• _MATERIAL FOR THIS EXERCISE_:
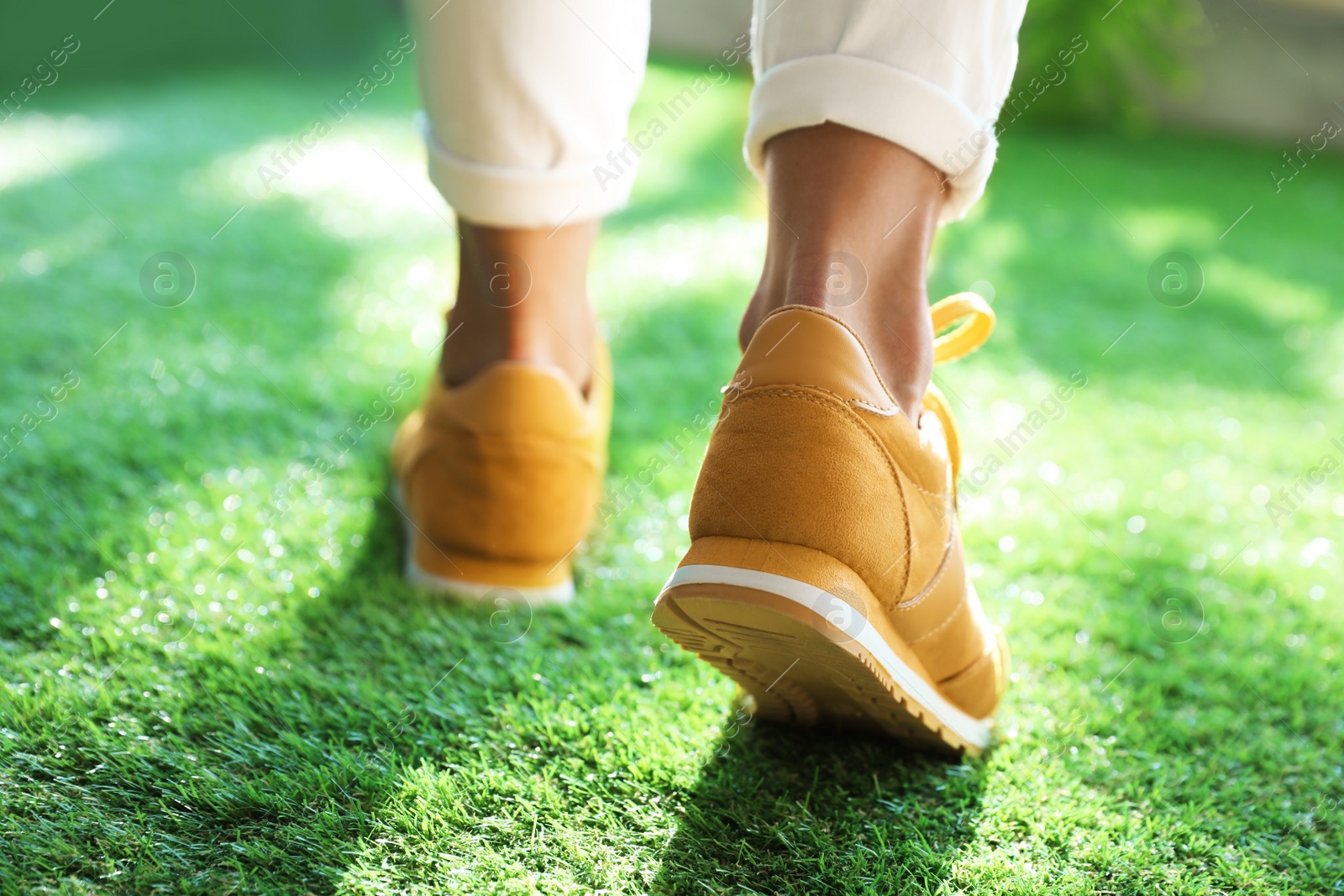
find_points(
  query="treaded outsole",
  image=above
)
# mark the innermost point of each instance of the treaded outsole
...
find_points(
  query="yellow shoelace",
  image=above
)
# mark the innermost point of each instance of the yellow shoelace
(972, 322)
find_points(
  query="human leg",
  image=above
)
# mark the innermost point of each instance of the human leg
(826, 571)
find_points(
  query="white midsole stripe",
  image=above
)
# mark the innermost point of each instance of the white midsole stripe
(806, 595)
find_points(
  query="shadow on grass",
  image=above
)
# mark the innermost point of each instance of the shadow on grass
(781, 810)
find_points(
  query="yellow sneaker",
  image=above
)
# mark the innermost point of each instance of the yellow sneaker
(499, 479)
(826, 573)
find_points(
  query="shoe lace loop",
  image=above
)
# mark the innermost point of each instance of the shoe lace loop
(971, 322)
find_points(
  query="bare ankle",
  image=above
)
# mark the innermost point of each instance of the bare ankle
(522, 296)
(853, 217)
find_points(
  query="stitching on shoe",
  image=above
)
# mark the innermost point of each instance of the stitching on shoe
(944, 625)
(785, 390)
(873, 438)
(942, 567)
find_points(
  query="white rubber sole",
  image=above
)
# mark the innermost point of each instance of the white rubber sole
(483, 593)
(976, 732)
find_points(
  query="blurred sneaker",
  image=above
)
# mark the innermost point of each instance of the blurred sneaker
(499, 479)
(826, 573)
--
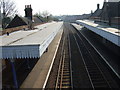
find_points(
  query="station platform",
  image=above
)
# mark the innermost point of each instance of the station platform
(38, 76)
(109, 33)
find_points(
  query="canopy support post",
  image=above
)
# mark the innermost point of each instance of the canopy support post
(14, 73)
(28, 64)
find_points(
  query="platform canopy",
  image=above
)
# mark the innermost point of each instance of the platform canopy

• _EXERCISE_: Look for the string "outsole" in the data above and return every line that has it.

• _YOUR SOLUTION_:
  query="treaded outsole",
# mark the innermost point of each instance of the treaded outsole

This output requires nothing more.